» **SOURCE DOCUMENT**
Friday, May 24, 2013

Day 12 - Simm's Place

I have never been to Simm's Place. People may not know the name off hand, but many Madison residents recognize Simm's Place as the small tavern that stands in the parking lot of the local Oscar Mayer plant. Since moving to Madison, Simm's Place has always been a curiosity to me. Resting behind a fence in the shadow of the towering Oscar Mayer building, I always wondered if it was a bar specifically for those that worked at the factory. Upon learning it was open to the public, I knew I wanted to stop in for a drink at some point. When I heard recently the tavern may soon shutter its doors for the last time, I knew I needed to make that stop a priority. As a result, a visit to Simm's takes its place as an "I have never..." event early in my journey.

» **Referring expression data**
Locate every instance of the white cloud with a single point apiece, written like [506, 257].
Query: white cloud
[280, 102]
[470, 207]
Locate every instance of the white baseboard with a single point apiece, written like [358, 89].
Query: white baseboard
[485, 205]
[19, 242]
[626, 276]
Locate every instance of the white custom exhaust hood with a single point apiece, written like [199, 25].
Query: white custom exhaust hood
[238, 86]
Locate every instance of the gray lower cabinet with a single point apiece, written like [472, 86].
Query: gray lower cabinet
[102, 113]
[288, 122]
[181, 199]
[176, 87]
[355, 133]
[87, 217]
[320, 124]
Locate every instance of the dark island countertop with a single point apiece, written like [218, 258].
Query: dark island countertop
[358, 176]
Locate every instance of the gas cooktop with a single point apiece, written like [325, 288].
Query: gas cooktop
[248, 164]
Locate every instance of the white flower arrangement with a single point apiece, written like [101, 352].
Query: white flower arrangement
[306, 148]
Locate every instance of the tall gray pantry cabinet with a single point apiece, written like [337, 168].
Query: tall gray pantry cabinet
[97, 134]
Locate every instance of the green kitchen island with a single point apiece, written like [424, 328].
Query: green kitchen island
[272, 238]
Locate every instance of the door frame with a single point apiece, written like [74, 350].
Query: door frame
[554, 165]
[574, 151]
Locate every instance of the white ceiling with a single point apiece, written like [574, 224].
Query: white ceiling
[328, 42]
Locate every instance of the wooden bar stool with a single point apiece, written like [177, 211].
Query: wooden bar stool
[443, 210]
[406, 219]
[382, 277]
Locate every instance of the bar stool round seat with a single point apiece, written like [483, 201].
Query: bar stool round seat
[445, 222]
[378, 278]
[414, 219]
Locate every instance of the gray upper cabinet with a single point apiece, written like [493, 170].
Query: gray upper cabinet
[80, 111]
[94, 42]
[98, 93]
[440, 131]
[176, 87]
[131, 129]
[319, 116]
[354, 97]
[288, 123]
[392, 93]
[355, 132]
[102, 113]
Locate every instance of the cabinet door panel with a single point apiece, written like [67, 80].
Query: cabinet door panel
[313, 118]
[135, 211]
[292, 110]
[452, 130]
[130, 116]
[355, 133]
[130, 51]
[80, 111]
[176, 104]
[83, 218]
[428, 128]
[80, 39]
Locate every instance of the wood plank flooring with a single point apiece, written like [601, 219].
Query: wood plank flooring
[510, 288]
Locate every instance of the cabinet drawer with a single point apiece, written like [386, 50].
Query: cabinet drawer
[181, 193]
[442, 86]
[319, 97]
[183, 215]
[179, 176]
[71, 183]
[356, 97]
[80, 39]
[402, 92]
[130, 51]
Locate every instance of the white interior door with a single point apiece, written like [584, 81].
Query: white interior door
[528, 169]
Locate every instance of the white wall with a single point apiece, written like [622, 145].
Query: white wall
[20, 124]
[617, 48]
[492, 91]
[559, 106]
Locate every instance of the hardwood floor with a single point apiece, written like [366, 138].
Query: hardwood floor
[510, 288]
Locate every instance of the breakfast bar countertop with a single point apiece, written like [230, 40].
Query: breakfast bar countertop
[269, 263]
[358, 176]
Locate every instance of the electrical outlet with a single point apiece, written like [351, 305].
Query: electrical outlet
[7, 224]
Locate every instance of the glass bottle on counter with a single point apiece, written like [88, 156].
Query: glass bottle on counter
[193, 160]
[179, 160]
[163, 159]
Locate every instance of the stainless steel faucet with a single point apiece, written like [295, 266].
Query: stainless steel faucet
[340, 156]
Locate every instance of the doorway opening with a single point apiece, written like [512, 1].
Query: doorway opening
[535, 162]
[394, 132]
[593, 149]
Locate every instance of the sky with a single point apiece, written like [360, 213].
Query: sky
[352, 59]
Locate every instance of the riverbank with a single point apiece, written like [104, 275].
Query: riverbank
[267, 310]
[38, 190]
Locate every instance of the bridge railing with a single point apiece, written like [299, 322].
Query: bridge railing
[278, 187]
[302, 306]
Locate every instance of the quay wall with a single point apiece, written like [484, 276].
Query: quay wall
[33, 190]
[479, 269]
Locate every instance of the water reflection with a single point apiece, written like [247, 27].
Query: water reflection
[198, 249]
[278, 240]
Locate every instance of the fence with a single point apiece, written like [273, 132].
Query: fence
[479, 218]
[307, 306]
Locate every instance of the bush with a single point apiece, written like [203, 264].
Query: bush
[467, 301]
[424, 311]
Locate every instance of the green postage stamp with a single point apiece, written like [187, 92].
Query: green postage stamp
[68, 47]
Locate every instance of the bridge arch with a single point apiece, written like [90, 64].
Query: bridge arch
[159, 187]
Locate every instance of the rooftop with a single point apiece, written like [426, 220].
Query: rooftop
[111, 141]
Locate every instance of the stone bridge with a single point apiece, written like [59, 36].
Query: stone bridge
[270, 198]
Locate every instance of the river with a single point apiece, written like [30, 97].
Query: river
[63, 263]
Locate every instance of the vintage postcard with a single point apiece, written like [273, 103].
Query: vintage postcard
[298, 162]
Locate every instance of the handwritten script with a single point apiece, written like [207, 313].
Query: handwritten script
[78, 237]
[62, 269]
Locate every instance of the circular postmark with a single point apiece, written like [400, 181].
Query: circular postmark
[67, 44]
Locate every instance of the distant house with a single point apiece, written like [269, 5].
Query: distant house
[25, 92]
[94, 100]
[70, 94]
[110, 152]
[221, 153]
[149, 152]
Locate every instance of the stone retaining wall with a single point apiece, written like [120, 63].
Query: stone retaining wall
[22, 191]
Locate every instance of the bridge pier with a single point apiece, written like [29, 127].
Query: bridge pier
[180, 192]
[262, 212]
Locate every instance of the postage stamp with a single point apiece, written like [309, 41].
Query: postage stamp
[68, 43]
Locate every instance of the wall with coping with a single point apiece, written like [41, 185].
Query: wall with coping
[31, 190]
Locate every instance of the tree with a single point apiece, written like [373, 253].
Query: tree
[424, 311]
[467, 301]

» **WHAT TO DO**
Transcribe the Simm's Place post between "Friday, May 24, 2013" and "in my journey.", inclusive.

» **EXERCISE SOLUTION**
Friday, May 24, 2013

Day 12 - Simm's Place

I have never been to Simm's Place. People may not know the name off hand, but many Madison residents recognize Simm's Place as the small tavern that stands in the parking lot of the local Oscar Mayer plant. Since moving to Madison, Simm's Place has always been a curiosity to me. Resting behind a fence in the shadow of the towering Oscar Mayer building, I always wondered if it was a bar specifically for those that worked at the factory. Upon learning it was open to the public, I knew I wanted to stop in for a drink at some point. When I heard recently the tavern may soon shutter its doors for the last time, I knew I needed to make that stop a priority. As a result, a visit to Simm's takes its place as an "I have never..." event early in my journey.